=== YOUR OBJECTIVE ===
Return every one of the following lines verbatim, leaving each character unchanged.

Excerpts from a detection dataset:
• • • • •

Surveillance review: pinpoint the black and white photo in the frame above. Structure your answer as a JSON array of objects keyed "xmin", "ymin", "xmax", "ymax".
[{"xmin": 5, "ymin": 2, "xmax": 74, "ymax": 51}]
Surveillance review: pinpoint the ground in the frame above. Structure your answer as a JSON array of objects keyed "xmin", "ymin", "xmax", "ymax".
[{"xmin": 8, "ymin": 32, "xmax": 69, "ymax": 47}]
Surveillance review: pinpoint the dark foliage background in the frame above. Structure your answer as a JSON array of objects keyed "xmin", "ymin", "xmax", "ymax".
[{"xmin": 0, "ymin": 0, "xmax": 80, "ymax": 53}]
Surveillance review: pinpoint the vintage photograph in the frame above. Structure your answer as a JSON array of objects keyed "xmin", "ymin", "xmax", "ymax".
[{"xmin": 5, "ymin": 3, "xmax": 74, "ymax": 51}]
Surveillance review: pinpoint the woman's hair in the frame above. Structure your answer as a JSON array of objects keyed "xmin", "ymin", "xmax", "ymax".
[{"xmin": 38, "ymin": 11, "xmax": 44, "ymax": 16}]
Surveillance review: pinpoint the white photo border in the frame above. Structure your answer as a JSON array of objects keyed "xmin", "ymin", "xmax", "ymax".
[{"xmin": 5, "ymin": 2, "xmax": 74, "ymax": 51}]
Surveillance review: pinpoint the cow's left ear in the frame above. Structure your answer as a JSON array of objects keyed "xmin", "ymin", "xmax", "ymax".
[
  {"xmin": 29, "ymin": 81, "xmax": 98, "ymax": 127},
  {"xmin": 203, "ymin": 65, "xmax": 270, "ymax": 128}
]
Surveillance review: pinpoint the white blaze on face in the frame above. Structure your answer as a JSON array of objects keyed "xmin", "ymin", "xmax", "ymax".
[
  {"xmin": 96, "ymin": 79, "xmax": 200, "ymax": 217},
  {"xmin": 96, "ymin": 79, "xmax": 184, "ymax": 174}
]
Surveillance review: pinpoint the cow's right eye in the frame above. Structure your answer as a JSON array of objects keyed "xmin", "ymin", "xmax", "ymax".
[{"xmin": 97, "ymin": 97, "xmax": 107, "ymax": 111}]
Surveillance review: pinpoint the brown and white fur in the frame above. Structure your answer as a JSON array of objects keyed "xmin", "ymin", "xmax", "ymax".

• • • • •

=== TASK RESULT ===
Surveillance review: pinpoint the black and white photo in the frame above. Structure your answer as a JSON array of objects keyed "xmin", "ymin", "xmax", "ymax".
[{"xmin": 5, "ymin": 2, "xmax": 74, "ymax": 51}]
Surveillance review: pinpoint the ground in the frame above. Structure your answer as a JSON array of objects keyed "xmin", "ymin", "xmax", "ymax".
[{"xmin": 8, "ymin": 32, "xmax": 69, "ymax": 47}]
Surveillance review: pinpoint the dark foliage background in the frame above. Structure your answer as a JSON array of objects keyed "xmin", "ymin", "xmax", "ymax".
[{"xmin": 0, "ymin": 0, "xmax": 80, "ymax": 53}]
Surveillance review: pinpoint the vintage photograph in the frame above. Structure your answer as a JSON array of objects keyed "xmin", "ymin", "xmax", "ymax".
[{"xmin": 5, "ymin": 3, "xmax": 74, "ymax": 51}]
Surveillance review: pinpoint the woman's hair in the frame above. Structure your answer as a JSON array of objects keyed "xmin", "ymin", "xmax", "ymax".
[{"xmin": 38, "ymin": 11, "xmax": 44, "ymax": 16}]
Surveillance review: pinpoint the white photo border in the frame above. Structure your answer as a JSON array of objects keyed "xmin", "ymin", "xmax", "ymax".
[{"xmin": 5, "ymin": 2, "xmax": 74, "ymax": 51}]
Surveillance review: pinpoint the cow's left ear in the frame above. Structure your answer as a JSON array of objects keyed "xmin", "ymin", "xmax", "ymax".
[
  {"xmin": 29, "ymin": 81, "xmax": 98, "ymax": 127},
  {"xmin": 203, "ymin": 65, "xmax": 270, "ymax": 128}
]
Surveillance review: pinpoint the white blaze on face in the frame above. Structure your answer as a JSON array of objects keyed "xmin", "ymin", "xmax", "ymax".
[
  {"xmin": 96, "ymin": 79, "xmax": 200, "ymax": 217},
  {"xmin": 96, "ymin": 79, "xmax": 184, "ymax": 174}
]
Surveillance review: pinpoint the cow's right eye in the frame above. Structure your answer as a JSON array of objects keyed "xmin", "ymin", "xmax", "ymax".
[{"xmin": 97, "ymin": 97, "xmax": 107, "ymax": 111}]
Surveillance review: pinpoint the brown and white fur in the frame above. Structure your answer as a JSON array of objects keyed "xmin", "ymin", "xmax", "ymax".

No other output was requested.